__TEXT PROVIDED__.
- - - - -

HPV vaccination programs significantly reduce human papillomavirus infections and precancerous cervical lesions, a new global review finds.
Vaccination protects against the HPV strains that cause the majority of cervical cancers.
Researchers analyzed 65 studies that included data collected over eight years from more than 60 million people in 14 high-income countries.
They found a significant decline after vaccination in the two types of HPV that cause 70% of cervical cancers — HPV 16 and 18.
In addition, they reported an 83% decrease among 13- to 19-year-old girls and and a 66% decrease among women in their early 20s five to eight years after vaccination. There was a 54% reduction in three other types of HPV — 31, 33 and 45 — in teen girls.
Researchers also found significant decreases in precancerous cervical lesions, with a 51% reduction in 15- to 19-year-olds and a 31% reduction in 20- to 24-year-olds.
There were far fewer cases of genital warts, as well. Cases decreased 67% among 15- to 19-year-old girls and 48% in boys; 54% in 20- to 24-year-old women and 32% in men; and 31% in 25- to 29-year-old women.
The study was published June 26 in The Lancet journal.
“We saw that programs with multiple age cohorts [different age groups] of girls vaccinated and high vaccination coverage have greater direct impact and herd effects,” study author Melanie Drolet said in a journal news release.
Drolet is a senior research associate at CHU de Quebec-Laval University Research Center in Canada.
She said the findings reinforce a new position from the World Health Organization (WHO), which recommends vaccinating multiple age cohorts of 9- to 14-year-old girls when the vaccine is introduced in a country.
“Because of our finding, we believe the WHO call for action to eliminate cervical cancer may be possible in many countries if sufficient vaccination coverage can be achieved,” said study author Marc Brisson. He is a researcher at Laval University in Chemin Sainte-Foy, in Quebec.
Researchers noted there is a lack of data from low- and middle-income countries, where cervical cancer rates are much higher than in high-income countries.
At least 115 countries and territories include HPV vaccine in their immunization programs, and nearly 40 low- and middle-income countries are expected to do so by 2021.
Silvia de Sanjose, of PATH USA, wrote an editorial that accompanied the study.
It said the findings should help promote HPV vaccination worldwide in the face of such challenges as cost and competing budget priorities; inadequate supply; lack of awareness about the vaccine’s effectiveness; and resistance to vaccination.

- - - - -

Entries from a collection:
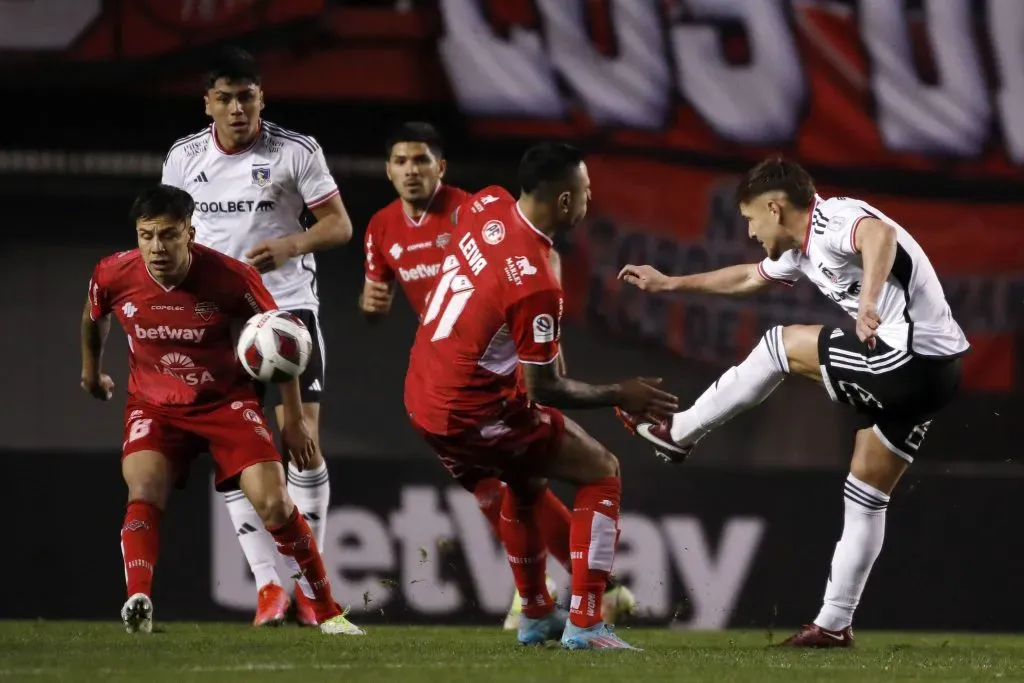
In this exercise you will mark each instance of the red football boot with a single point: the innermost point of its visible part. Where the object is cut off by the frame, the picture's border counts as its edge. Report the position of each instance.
(271, 606)
(812, 635)
(304, 612)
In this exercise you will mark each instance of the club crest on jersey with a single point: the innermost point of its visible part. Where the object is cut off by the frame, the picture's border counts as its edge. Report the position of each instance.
(261, 176)
(494, 231)
(205, 310)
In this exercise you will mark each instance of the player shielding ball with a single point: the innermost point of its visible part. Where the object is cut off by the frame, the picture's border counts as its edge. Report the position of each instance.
(404, 244)
(178, 303)
(252, 179)
(899, 369)
(485, 351)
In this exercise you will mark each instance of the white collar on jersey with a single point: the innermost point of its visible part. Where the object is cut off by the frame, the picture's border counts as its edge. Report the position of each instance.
(544, 237)
(423, 216)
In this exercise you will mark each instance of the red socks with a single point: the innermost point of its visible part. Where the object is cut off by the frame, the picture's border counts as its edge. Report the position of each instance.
(140, 546)
(295, 541)
(592, 541)
(526, 553)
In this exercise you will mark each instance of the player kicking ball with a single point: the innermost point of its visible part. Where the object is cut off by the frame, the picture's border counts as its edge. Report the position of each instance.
(187, 394)
(404, 244)
(899, 368)
(485, 350)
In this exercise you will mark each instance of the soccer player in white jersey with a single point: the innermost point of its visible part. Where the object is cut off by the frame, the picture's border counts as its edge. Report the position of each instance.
(251, 180)
(899, 367)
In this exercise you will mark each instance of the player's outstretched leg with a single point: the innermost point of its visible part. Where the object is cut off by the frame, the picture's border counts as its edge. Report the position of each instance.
(873, 473)
(258, 547)
(147, 476)
(264, 484)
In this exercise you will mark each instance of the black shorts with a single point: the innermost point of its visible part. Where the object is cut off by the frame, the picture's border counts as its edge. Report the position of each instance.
(311, 381)
(899, 391)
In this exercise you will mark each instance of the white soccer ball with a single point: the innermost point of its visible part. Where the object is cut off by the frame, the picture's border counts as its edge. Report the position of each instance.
(274, 346)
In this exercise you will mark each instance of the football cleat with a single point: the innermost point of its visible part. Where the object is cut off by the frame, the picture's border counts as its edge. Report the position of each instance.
(512, 617)
(599, 636)
(304, 612)
(812, 635)
(340, 626)
(271, 605)
(137, 613)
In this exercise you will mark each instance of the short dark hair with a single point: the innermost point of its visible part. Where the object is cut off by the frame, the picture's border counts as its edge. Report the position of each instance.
(233, 65)
(548, 168)
(168, 201)
(777, 174)
(416, 131)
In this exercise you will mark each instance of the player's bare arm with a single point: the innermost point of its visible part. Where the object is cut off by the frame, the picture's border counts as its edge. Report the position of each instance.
(333, 228)
(295, 433)
(877, 243)
(640, 394)
(734, 280)
(94, 334)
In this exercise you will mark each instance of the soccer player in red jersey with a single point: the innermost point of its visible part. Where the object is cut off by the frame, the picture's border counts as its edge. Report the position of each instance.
(485, 351)
(404, 243)
(179, 303)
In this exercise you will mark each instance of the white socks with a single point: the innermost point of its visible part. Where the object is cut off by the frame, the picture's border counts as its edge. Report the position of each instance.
(256, 542)
(856, 551)
(310, 491)
(740, 388)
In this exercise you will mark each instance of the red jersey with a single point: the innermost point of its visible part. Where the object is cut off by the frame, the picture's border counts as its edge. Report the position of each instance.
(497, 303)
(410, 251)
(181, 339)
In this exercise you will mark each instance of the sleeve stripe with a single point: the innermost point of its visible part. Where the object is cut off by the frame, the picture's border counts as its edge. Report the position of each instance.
(323, 200)
(764, 273)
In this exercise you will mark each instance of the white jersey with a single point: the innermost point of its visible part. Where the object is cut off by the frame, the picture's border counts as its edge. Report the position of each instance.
(912, 306)
(252, 195)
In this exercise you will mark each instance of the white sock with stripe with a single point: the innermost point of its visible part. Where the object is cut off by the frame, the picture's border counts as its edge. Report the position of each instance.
(256, 542)
(863, 532)
(740, 388)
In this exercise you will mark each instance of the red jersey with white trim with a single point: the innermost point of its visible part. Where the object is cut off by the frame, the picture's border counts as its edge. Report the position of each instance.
(409, 251)
(181, 339)
(256, 194)
(497, 303)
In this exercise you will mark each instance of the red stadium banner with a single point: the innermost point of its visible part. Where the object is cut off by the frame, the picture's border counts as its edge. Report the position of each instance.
(683, 220)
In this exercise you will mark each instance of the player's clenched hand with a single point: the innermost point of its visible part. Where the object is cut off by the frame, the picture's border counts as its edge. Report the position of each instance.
(98, 386)
(298, 441)
(641, 396)
(644, 276)
(270, 254)
(376, 298)
(867, 323)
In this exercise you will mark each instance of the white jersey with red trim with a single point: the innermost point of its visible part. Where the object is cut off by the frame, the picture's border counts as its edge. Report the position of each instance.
(914, 313)
(252, 195)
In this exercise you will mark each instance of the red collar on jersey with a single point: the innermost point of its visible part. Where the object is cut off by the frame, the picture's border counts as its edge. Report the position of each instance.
(216, 142)
(810, 213)
(547, 240)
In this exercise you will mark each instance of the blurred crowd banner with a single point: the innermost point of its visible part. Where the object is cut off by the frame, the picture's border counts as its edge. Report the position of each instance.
(700, 549)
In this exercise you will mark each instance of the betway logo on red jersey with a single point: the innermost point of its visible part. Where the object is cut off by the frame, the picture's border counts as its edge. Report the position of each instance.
(167, 332)
(420, 271)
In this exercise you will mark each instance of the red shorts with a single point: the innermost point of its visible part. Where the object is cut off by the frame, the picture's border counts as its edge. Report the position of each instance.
(512, 449)
(235, 433)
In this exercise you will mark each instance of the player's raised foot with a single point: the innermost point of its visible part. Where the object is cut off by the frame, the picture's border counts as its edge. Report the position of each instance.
(304, 612)
(137, 613)
(658, 434)
(598, 637)
(619, 602)
(539, 631)
(812, 635)
(515, 609)
(340, 626)
(271, 605)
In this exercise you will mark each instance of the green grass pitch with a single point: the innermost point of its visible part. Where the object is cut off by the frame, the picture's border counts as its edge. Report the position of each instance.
(180, 652)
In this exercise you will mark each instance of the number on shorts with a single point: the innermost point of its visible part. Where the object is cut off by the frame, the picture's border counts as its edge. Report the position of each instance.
(139, 428)
(461, 289)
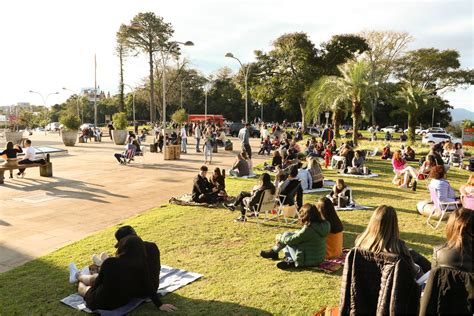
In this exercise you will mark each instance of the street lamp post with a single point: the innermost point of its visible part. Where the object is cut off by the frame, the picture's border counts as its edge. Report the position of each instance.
(246, 69)
(77, 99)
(45, 100)
(133, 102)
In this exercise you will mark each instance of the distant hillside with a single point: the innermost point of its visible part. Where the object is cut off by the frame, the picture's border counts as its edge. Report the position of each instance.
(462, 114)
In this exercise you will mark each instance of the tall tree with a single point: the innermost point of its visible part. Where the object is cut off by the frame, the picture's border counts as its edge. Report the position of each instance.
(121, 49)
(353, 86)
(385, 48)
(288, 70)
(149, 34)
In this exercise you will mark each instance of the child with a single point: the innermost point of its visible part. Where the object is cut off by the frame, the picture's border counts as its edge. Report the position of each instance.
(327, 156)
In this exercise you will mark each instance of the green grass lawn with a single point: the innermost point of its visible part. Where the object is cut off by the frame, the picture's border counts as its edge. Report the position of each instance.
(236, 280)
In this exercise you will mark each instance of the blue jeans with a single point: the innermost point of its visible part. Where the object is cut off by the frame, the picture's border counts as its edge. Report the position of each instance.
(290, 252)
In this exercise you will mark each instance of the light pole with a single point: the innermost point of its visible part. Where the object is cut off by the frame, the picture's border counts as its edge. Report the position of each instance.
(187, 43)
(45, 99)
(133, 102)
(77, 99)
(230, 55)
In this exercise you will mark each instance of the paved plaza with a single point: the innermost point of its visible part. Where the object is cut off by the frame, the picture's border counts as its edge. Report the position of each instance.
(89, 192)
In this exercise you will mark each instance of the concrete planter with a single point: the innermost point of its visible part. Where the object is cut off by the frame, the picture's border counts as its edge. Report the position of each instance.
(69, 137)
(14, 137)
(119, 136)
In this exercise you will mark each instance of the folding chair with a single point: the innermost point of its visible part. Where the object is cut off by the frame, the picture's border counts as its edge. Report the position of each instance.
(441, 206)
(265, 205)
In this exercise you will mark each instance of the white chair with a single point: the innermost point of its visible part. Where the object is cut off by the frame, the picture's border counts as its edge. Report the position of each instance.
(440, 206)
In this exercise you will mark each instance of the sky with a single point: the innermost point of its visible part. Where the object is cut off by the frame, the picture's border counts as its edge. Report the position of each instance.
(47, 45)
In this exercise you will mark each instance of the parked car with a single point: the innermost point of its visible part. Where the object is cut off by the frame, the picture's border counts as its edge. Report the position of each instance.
(86, 126)
(435, 138)
(432, 130)
(234, 128)
(53, 127)
(391, 129)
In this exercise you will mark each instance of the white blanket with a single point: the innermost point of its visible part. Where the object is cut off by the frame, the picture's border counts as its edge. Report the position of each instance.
(171, 279)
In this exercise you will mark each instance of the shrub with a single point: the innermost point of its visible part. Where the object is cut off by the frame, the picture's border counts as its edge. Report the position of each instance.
(120, 120)
(70, 121)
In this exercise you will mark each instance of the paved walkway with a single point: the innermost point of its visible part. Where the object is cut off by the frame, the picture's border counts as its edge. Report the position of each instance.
(89, 192)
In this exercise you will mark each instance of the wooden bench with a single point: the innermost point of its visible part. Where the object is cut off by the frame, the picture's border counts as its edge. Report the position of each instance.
(46, 170)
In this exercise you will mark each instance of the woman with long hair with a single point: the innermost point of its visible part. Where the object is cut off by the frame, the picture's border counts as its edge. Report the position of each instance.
(121, 278)
(383, 235)
(335, 238)
(457, 251)
(306, 247)
(251, 199)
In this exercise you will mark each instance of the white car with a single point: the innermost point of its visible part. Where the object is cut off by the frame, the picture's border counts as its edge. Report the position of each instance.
(432, 130)
(435, 138)
(390, 129)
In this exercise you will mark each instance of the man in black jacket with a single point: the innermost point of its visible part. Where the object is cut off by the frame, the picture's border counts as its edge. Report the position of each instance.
(291, 188)
(203, 192)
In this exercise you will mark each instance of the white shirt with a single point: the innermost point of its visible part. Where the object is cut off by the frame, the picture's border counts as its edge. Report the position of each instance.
(30, 153)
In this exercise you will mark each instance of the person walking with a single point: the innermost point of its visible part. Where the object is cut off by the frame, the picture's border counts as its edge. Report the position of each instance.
(184, 139)
(244, 136)
(197, 136)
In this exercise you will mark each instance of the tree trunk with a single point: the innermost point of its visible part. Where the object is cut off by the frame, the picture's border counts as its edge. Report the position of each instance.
(121, 96)
(336, 116)
(356, 112)
(152, 89)
(411, 128)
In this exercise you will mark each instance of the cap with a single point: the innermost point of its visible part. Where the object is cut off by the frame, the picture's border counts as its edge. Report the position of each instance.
(122, 232)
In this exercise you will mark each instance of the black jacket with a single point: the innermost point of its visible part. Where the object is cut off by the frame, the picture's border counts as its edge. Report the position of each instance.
(378, 284)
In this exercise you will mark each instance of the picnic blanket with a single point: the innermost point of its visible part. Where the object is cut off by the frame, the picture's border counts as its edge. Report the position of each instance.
(187, 200)
(333, 265)
(171, 279)
(371, 175)
(355, 207)
(252, 175)
(316, 190)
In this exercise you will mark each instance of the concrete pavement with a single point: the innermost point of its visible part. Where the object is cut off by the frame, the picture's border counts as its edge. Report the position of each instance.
(89, 192)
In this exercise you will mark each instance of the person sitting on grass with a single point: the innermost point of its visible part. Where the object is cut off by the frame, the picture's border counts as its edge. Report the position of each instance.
(266, 146)
(305, 177)
(240, 167)
(218, 181)
(382, 235)
(121, 278)
(334, 239)
(203, 192)
(129, 148)
(306, 247)
(340, 194)
(316, 172)
(386, 153)
(250, 200)
(10, 155)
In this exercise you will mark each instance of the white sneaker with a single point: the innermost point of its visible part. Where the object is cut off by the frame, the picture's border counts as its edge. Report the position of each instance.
(73, 270)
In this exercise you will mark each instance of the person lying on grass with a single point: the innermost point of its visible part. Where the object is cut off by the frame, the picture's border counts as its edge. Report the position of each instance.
(250, 200)
(306, 247)
(121, 279)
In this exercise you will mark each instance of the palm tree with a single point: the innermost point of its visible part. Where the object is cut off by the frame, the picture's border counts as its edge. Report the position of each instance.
(413, 100)
(318, 101)
(352, 87)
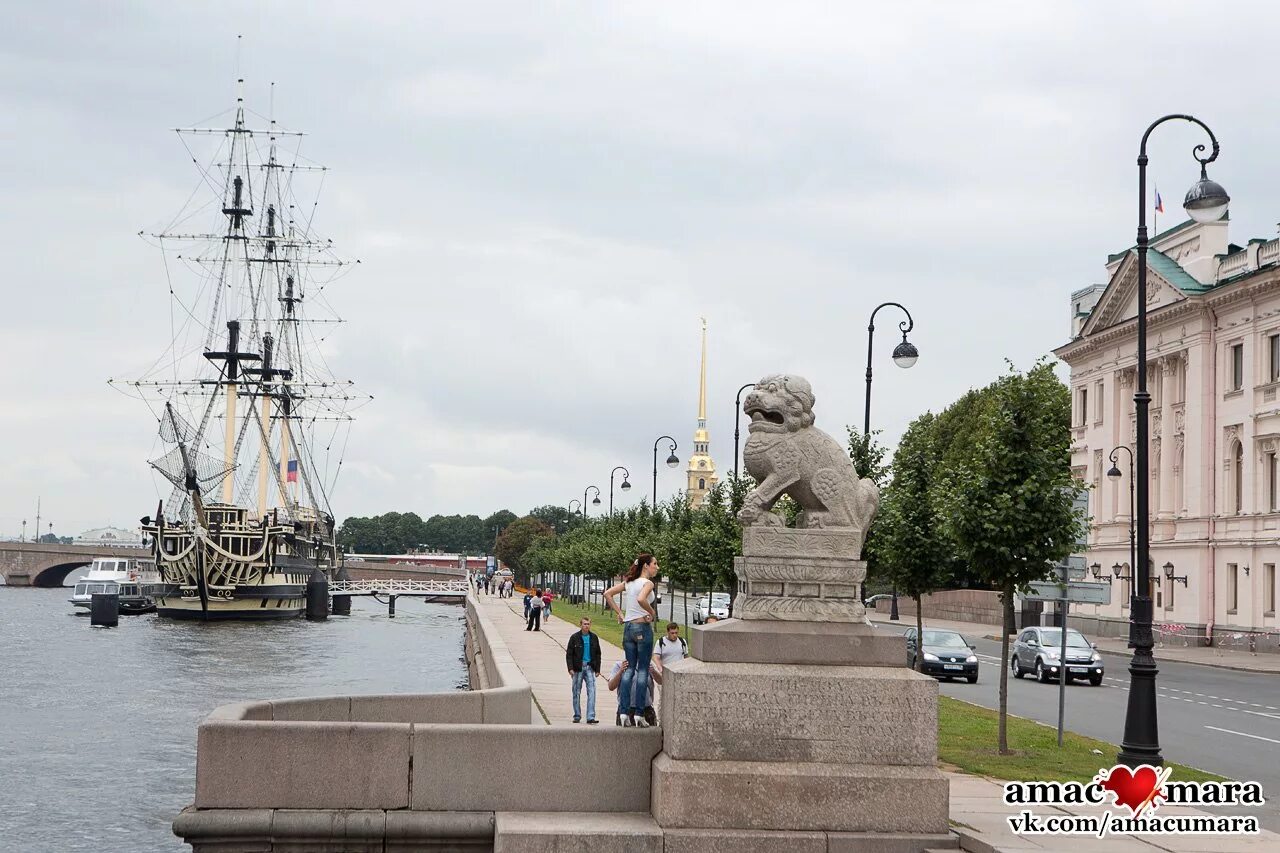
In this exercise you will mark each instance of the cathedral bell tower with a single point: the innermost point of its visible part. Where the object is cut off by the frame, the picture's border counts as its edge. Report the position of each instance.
(702, 466)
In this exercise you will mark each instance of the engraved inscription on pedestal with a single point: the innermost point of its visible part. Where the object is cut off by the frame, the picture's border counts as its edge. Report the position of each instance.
(807, 714)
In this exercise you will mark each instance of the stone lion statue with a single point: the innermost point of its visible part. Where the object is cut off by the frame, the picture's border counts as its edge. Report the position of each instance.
(787, 455)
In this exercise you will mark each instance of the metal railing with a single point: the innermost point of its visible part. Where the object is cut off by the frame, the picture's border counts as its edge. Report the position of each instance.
(398, 588)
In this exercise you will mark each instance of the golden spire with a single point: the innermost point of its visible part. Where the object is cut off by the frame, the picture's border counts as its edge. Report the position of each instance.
(702, 466)
(702, 383)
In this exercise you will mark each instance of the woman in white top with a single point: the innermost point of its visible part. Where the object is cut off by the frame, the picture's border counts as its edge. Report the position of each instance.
(638, 616)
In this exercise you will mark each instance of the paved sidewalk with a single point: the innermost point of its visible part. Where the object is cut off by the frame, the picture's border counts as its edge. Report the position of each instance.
(981, 817)
(540, 656)
(1223, 658)
(978, 812)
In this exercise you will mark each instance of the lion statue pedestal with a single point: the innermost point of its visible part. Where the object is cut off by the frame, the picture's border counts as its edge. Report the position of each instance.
(796, 725)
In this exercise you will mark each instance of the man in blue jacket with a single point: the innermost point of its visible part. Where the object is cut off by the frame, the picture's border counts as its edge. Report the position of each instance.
(583, 656)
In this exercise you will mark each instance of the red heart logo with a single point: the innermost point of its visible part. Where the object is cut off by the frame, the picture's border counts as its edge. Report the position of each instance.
(1133, 789)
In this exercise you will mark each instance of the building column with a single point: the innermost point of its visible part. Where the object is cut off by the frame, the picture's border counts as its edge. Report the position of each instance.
(1169, 366)
(1124, 436)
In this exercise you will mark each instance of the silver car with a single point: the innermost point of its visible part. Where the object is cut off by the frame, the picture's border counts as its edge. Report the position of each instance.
(704, 609)
(1037, 651)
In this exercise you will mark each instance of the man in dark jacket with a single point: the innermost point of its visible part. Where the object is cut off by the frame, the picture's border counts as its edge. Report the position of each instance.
(583, 656)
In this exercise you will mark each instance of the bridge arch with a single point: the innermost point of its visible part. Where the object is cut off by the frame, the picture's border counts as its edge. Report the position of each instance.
(56, 574)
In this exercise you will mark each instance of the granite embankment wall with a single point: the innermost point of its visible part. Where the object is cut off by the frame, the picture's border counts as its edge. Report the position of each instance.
(402, 771)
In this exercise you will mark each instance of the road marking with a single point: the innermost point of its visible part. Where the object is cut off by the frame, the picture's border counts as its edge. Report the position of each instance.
(1258, 714)
(1243, 734)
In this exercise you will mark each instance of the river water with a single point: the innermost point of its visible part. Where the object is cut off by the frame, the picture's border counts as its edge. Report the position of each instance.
(97, 726)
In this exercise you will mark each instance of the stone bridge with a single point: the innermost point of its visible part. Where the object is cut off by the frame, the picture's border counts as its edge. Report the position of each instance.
(46, 564)
(371, 570)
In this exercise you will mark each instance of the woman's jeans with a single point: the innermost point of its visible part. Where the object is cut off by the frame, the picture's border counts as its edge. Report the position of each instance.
(638, 646)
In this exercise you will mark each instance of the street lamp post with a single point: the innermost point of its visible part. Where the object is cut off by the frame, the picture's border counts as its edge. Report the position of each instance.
(672, 461)
(1114, 474)
(1206, 201)
(625, 487)
(904, 356)
(737, 413)
(595, 500)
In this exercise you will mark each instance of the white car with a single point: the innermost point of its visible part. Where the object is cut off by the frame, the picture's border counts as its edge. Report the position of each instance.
(720, 609)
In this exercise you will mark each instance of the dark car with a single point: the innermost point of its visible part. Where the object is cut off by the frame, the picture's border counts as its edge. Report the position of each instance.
(1037, 649)
(945, 655)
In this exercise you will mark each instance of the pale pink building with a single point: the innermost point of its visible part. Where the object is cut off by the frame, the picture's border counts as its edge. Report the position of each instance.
(1214, 374)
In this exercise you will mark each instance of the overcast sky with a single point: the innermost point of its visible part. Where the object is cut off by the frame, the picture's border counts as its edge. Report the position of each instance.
(545, 197)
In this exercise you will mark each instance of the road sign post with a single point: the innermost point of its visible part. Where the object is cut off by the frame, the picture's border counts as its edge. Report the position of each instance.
(1064, 607)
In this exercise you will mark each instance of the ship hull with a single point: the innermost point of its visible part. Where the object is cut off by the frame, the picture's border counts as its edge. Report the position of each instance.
(240, 571)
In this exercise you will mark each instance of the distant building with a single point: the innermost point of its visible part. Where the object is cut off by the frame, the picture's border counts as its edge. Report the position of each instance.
(434, 560)
(702, 466)
(109, 537)
(1214, 377)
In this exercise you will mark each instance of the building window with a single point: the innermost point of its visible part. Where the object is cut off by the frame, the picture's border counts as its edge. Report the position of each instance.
(1238, 479)
(1270, 461)
(1269, 589)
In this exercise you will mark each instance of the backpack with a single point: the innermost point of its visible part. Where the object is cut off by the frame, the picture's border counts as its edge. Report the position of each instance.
(684, 646)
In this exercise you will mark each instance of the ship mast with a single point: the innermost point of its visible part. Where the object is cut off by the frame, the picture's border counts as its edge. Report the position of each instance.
(255, 272)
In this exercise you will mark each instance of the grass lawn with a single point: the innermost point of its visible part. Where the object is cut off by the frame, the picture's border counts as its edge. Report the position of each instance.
(603, 621)
(967, 739)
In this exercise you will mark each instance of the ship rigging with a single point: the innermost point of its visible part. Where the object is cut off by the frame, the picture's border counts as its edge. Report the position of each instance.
(247, 519)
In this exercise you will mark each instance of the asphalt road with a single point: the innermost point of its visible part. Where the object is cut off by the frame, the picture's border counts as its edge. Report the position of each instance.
(1215, 719)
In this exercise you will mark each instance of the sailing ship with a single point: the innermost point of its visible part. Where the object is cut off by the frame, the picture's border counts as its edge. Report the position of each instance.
(247, 521)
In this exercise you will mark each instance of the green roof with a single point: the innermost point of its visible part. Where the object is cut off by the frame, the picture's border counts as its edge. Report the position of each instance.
(1171, 272)
(1185, 223)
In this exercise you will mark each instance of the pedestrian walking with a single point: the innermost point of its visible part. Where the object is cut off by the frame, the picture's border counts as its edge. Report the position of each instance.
(583, 657)
(671, 647)
(535, 612)
(638, 616)
(616, 680)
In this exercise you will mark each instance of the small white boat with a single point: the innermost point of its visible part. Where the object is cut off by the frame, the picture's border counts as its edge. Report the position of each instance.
(132, 579)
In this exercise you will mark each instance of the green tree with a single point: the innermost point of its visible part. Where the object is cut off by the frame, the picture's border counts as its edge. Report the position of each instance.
(912, 542)
(868, 456)
(516, 539)
(558, 518)
(1009, 500)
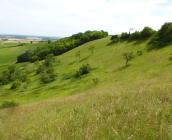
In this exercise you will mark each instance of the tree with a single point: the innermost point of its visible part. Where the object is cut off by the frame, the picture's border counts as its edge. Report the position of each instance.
(78, 55)
(135, 36)
(115, 38)
(60, 46)
(125, 36)
(91, 48)
(146, 33)
(163, 37)
(128, 57)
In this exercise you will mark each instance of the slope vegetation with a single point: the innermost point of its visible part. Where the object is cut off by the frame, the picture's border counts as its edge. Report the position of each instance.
(113, 101)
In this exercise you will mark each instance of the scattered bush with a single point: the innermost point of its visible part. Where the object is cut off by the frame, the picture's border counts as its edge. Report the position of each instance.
(115, 38)
(139, 53)
(46, 70)
(128, 57)
(95, 81)
(135, 36)
(7, 104)
(163, 37)
(125, 36)
(12, 74)
(47, 77)
(15, 85)
(83, 70)
(91, 49)
(146, 33)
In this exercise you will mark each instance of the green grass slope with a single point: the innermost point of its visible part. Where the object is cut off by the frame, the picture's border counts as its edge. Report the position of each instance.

- - - - -

__WHAT THIS TASK INVOLVES__.
From the HPV vaccination article above, write out the passage starting with "Researchers analyzed 65" and going on through "20- to 24-year-olds.".

__COMPLETED TASK__.
Researchers analyzed 65 studies that included data collected over eight years from more than 60 million people in 14 high-income countries.
They found a significant decline after vaccination in the two types of HPV that cause 70% of cervical cancers — HPV 16 and 18.
In addition, they reported an 83% decrease among 13- to 19-year-old girls and and a 66% decrease among women in their early 20s five to eight years after vaccination. There was a 54% reduction in three other types of HPV — 31, 33 and 45 — in teen girls.
Researchers also found significant decreases in precancerous cervical lesions, with a 51% reduction in 15- to 19-year-olds and a 31% reduction in 20- to 24-year-olds.